I am exploring the use of Intel Fortran's "go fast" flags to try and make my program "go fast". First, let me say that by default, we build our model with:
-O3 -qopt-report0 -ftz -align all -fno-alias -traceback -convert big_endian -fPIC -fpe0 -fp-model source -heap-arrays 32 -assume noold_maxminloc -align dcommons
These are fairly safe flags (-fp-model source, etc.) and give us reproducibility between runs, between like chips (*wells to *wells) and if we alter our MPI layout, the same answer. Now to try and eke out all the performance I can, on the Haswells I'm testing on I run:
-O3 -xCORE-AVX2 -fma -qopt-report0 -ftz -align all -fno-alias -align array32byte -traceback -convert big_endian -fPIC -fpe3 -fp-model fast=2 -no-prec-div -g -fimf-use-svml -align dcommons
I've tried to turn on every flag I can think of for "make go fast". And, this does help. Seems to be ~15% faster or so, which is nothing to sneeze at. However, one main issue is that with these flags, I seem to have killed the MPI layout reproducibility. Everything else is identical: both using Intel MPI 2018 as the MPI stack, both using Intel Fortran 2018 as the compiler. Just the flags.
Obviously, I used the "take everything and see what sticks" approach and just took every possible flag I could find for speeding up code. I have no doubt I've messed things up. But I'd like to try and maintain as much speed up as possible. I'm going to start exploring which flag(s) might be causing this, but I thought I'd leverage the experts help. Each recompile of my program takes ~20 minutes, so it's not going to be a fast process, so any speed up is welcome.

■ Objective A
Copy the records unchanged, from their first line through the line containing "--target=white banner --format='a", including that line.
■ Objective B
Write the next part of the post about Intel Fortran optimization flags, starting after its final sentence.

Source data
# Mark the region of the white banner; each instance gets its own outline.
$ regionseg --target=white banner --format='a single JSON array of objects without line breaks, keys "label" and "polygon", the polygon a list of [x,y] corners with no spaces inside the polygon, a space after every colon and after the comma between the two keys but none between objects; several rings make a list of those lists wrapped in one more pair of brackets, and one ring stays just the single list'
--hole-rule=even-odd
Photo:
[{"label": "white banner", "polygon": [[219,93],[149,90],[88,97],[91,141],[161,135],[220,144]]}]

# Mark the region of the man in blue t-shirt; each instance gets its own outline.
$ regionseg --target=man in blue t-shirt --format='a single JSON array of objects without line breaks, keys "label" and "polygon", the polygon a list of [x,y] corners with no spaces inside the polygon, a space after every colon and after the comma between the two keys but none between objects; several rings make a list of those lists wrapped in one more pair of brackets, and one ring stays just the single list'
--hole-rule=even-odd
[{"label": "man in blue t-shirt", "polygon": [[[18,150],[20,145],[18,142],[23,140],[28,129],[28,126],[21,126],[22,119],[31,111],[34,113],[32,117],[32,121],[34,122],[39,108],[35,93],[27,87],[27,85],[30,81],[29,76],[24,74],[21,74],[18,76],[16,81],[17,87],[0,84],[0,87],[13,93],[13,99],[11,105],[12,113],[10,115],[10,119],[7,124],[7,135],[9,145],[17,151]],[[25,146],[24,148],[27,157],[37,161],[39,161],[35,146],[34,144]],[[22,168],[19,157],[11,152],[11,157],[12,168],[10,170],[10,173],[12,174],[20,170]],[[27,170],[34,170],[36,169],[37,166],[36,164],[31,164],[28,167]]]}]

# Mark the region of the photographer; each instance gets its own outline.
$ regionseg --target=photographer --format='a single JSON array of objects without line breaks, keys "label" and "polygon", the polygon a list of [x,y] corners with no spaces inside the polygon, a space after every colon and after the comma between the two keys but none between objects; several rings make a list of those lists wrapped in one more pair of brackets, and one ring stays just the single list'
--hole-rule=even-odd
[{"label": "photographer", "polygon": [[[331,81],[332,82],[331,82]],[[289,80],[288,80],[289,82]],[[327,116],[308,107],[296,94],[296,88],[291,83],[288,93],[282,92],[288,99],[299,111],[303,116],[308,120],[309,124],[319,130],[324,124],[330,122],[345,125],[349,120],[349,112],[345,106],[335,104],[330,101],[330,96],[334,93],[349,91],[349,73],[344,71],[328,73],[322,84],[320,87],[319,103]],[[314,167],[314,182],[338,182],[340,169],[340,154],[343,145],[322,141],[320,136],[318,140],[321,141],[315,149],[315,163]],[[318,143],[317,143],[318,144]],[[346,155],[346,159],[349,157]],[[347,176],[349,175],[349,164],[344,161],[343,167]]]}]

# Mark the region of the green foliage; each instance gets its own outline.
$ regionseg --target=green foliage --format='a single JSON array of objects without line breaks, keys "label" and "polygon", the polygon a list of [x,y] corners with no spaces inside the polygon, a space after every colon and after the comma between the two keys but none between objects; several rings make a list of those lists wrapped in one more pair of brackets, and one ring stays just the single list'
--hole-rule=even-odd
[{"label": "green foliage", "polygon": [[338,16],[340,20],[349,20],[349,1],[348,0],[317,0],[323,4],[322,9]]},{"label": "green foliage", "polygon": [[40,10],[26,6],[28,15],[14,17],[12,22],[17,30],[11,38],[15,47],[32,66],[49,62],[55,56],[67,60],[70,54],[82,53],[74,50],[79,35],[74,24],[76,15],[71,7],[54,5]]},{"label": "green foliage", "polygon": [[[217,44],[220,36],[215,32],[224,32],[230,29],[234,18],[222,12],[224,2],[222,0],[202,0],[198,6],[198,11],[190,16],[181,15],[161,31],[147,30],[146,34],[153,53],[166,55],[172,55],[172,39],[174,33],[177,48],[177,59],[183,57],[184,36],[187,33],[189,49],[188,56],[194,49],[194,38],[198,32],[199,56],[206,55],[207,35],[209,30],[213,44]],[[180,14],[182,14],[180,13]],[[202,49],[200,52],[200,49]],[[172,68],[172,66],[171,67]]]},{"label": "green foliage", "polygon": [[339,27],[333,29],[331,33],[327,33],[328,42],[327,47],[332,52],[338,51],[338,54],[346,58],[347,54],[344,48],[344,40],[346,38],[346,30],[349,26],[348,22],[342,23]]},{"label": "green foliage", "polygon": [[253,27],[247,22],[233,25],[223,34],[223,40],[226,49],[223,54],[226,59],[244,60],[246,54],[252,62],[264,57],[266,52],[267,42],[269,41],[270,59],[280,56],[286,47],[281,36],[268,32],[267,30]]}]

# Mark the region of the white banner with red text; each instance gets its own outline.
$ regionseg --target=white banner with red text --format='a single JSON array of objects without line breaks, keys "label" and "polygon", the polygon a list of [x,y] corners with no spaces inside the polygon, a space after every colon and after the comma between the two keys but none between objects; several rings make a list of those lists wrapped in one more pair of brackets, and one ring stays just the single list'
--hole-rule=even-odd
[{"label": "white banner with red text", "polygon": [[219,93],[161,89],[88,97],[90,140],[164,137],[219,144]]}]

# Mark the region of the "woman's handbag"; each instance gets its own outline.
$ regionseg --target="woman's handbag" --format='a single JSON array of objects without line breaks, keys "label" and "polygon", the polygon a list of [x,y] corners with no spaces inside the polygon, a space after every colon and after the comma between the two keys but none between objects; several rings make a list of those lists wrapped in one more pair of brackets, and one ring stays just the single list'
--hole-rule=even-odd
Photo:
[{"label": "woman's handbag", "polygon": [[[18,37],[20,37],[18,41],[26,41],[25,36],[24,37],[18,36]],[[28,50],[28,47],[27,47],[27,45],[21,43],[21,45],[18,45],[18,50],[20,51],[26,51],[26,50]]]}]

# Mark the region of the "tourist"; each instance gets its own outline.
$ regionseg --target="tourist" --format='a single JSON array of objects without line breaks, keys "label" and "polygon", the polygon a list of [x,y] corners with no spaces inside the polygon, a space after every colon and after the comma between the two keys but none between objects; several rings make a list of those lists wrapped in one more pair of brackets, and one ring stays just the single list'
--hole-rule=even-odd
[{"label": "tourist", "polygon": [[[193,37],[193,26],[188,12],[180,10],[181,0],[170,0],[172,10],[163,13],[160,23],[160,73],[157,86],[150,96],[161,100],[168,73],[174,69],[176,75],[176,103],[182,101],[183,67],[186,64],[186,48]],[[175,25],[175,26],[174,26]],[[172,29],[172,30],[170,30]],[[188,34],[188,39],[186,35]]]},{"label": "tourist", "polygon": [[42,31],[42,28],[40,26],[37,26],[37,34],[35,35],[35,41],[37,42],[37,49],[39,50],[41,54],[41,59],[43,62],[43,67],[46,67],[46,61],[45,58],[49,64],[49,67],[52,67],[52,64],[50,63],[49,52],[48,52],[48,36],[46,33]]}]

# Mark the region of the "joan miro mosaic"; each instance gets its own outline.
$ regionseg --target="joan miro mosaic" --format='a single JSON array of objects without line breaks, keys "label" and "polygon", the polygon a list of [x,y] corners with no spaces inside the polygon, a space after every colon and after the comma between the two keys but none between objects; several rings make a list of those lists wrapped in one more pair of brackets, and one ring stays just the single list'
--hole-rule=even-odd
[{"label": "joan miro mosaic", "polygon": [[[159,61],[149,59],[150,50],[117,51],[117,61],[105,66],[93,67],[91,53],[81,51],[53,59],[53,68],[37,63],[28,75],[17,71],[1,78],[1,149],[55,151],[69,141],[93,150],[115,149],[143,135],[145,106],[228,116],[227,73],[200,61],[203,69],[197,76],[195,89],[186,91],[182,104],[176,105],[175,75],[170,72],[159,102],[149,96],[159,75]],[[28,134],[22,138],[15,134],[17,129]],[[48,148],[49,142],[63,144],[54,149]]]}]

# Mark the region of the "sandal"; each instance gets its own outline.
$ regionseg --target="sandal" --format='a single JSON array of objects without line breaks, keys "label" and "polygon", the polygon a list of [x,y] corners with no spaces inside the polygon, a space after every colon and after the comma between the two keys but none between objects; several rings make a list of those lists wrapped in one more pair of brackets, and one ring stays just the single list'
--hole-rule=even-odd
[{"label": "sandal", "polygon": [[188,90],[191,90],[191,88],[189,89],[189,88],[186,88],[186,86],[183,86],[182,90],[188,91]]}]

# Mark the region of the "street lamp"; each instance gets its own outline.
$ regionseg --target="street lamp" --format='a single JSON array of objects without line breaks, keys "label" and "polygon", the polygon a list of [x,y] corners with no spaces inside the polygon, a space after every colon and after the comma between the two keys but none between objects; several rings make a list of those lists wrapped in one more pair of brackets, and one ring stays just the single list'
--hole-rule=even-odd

■ Exercise response A
# Mark the region of the white banner; each instance gets its own outline.
$ regionseg --target=white banner --format='a single JSON array of objects without line breaks, keys "label" and "polygon", the polygon a list of [x,y] corners with no spaces inside the polygon, a space after every colon and after the comma between the two keys but none between objects; several rings make a list of those lists wrapped in one more pair of brackets, and one ring stays just the single list'

■ Exercise response B
Note: I realized that my use of the word "layout" might be odd.
This is what I mean, if I run my executable on 96 (4x24) processors, I get a different answer than running on 54 (3x18) processors. It's like there is a reduction being done differently. However, most of the global sums, etc. in our model are pretty safe (often we cast to REAL64 do the work and cast back to REAL32) and not implemented via MPI_AllReduce for this issue (we only use Allreduce in some calls to get a min or max).
Also, since I can run the same MPI stack 4x24 and 3x18 without the fast opts and get identical results, I don't really tend to blame Intel MPI. And this code has no MKL so MKL_CBWR shouldn't matter.
I guess I'm wondering if there is something the options are triggering that can cause a difference if say one processor has 6 processes but in the other layout has, say, 14.
Are the CPUs the same between 4x24 and 3x18 (iow would they be taking different code branches based on available instructions)?
Can you post the CPU model numbers?